**PARTS OF THE EXERCISE**
[1] In the profile of Diego Antognini, transcribe the part that opens with the words containing "I hold a Ph.D." and closes with "and multi-document summarization.".
[2] Answer the following from the profile of Diego Antognini:
(a) How many years of research experience does he state he has?
(b) At which organization was he previously a research scientist?
(c) Who supervised his Ph.D. research at the EPFL?
[3] Take the profile of Diego Antognini further, picking up after its final sentence.

**PASSAGE PROVIDED**
Diego Antognini, PhD

I am Diego Antognini, a tech lead and senior AI researcher at Google DeepMind, specializing in multimodal large language models (LLMs). My work primarily involves enhancing these models through iterative feedback and refinement processes. I have 9 years of research experience in natural language processing, machine learning, and recommendation systems. Additionally, I am a lecturer and module head at the Lucerne University of Applied Sciences (HSLU) where I teach advanced generative AI and deep learning for NLP at the M.Sc. level.

Previously, I was a research scientist at IBM Research and collaborated with the MIT-IBM Watson AI Lab. My research focused on two areas: developing new methods to align large language models (LLMs) and efficient NLP for resource‐constrained training and inference settings. In the first area, my work involved (1) teaching LLMs to transform multi-turn conversations into SQL queries for massive databases; (2) personalizing LLMs according to user preferences; (3) automatically augmenting prompts to steer their behavior; (4) adapting retrieval-augmented LLMs for question-answering systems in the context of scientific literature. In terms of efficient NLP, I built models with a model size in the order of a few megabytes and a latency of a couple of milliseconds with similar performance and higher throughput than large models. Finally, I am also experienced in interpretable models that generate personalized and actionable textual explanations.

I hold a Ph.D. degree in Computer Science from the EPFL, where I conducted research in the AI laboratoy under the supervision of Prof. Boi Faltings. My thesis is titled "Textual Explanations and Critiques in Recommendation Systems" (available here). I developed models to infer high-quality explanations from text documents in a scalable and data-driven manner through selective rationalization. Moreover, I designed models to make textual explanations actionable (referred to as critiquing) and explored two important applications in natural language processing and conversational recommendation systems. I also worked on multi-objective recommendation and multi-document summarization.

**Dataset entries**

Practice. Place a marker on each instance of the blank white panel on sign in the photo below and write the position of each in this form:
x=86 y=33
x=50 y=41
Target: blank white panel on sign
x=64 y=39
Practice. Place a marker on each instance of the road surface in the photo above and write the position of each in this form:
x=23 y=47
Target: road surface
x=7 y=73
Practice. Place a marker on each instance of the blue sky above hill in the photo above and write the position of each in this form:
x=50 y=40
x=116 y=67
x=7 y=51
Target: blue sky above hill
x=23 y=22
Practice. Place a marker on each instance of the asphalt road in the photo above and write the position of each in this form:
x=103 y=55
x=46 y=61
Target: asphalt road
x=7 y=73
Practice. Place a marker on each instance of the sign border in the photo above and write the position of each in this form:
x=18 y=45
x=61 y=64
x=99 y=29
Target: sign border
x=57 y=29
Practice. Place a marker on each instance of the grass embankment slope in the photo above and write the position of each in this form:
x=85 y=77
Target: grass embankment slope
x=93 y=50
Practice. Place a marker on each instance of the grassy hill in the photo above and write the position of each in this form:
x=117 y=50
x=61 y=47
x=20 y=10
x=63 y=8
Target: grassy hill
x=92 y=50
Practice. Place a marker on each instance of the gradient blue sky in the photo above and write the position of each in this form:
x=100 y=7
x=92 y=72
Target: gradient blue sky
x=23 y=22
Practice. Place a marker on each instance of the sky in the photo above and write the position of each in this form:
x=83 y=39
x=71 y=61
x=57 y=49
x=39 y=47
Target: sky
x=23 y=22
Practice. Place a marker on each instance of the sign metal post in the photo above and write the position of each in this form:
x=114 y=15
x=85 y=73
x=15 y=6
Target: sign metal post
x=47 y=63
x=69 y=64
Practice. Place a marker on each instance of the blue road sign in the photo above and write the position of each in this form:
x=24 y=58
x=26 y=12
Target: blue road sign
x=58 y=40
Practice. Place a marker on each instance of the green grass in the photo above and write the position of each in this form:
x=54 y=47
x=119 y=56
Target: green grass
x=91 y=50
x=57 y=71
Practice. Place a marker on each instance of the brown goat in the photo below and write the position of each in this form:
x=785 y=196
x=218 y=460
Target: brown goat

**PER-TASK ANSWERS**
[1]
I hold a Ph.D. degree in Computer Science from the EPFL, where I conducted research in the AI laboratoy under the supervision of Prof. Boi Faltings. My thesis is titled "Textual Explanations and Critiques in Recommendation Systems" (available here). I developed models to infer high-quality explanations from text documents in a scalable and data-driven manner through selective rationalization. Moreover, I designed models to make textual explanations actionable (referred to as critiquing) and explored two important applications in natural language processing and conversational recommendation systems. I also worked on multi-objective recommendation and multi-document summarization.

[2]
(a) 9 years
(b) IBM Research
(c) Prof. Boi Faltings

[3]
Periodically, I give talks such as my work on efficient NLP at MIT-IBM Watson AI Lab or at the NLP Meetup in Zürich where I presented one past work. Additionally, I've appeared on national media when I have participated in challenges with students and won a $10k prize at the IARPA Geopolitical Forecasting Challenge 2018 (press coverage: EPFL News, 24 Heures, RTS Radio (22:25)).

On this website, I present some publications and patents I have been working on and some (prior to Ph.D.) of the most exciting projects. If you have any questions, feel free to contact me.

News

[June 2025]: Glad that multiple projects I led and co-led ended up into Gemini! Gemini 2.5: Pushing the Frontier with Advanced Reasoning, Multimodality, Long Context, and Next Generation Agentic Capabilities.
[Apr. 2025]: Going to ICLR 2025 in Singapore to discuss current research directions related to my research interests. Please feel free to reach out if you would like to chat with me!
[Mars 2025]: A new patent has been published: Layer Normalization for Calibrated Uncertainty in Deep Learning.
[Feb. 2025]: Come and join us for our Google DeepMind workshop, Natural Interactions with Foundation Models, at AMLD - Applied Machine Learning Days 2025.
[Dec. 2024]: Discussing our accepted work Trans-LoRA at NeurIPS 2024 in Vancouver, Canada.
[Dec. 2024]: I'm hiring Student Researcher for 2025 at Google DeepMind in Zürich, Switzerland. Please feel free to contact me if you are interested in applying.
[Oct. 2024]: I've been promoted to Senior!
[Sep. 2024]: The paper Trans-LoRA: towards data-free Transferable Parameter Efficient Finetuning has been accepted at NeurIPS 2024.
[Sep. 2024]: Two patents have been published: Domain-specificity prediction for natural language processing and Determining specificity of text terms in application contexts.
[Sep. 2024]: The paper Trans-LoRA: towards data-free Transferable Parameter Efficient Finetuning has been accepted at NeurIPS 2024.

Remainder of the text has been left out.